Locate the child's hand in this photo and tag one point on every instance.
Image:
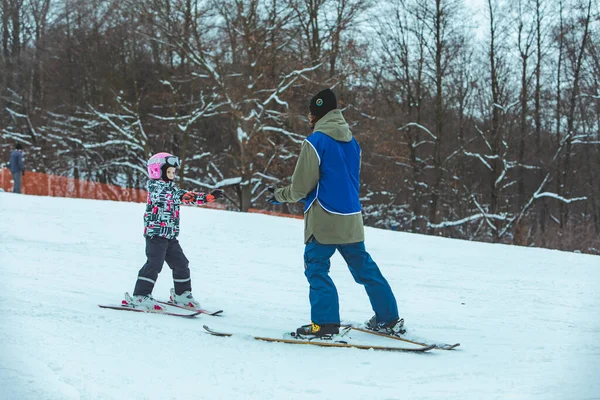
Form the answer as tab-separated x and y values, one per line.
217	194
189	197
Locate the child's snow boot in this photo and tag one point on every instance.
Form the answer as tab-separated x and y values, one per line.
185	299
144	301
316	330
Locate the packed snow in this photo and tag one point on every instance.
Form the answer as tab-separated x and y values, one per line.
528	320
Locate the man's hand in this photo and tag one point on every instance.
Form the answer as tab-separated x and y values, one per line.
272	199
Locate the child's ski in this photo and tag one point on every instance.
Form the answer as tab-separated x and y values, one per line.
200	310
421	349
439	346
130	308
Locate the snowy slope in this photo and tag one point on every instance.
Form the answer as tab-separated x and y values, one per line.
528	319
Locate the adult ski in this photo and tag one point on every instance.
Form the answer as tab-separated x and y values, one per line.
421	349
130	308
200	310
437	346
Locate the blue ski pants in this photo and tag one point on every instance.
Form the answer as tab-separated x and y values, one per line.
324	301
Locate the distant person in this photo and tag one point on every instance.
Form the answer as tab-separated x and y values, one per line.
● ● ● ● ●
_EXERCISE DETAILS_
Work out how many lines in the records above hold the string "Locate", then give only that count.

_SOLUTION TO THE PROBLEM_
9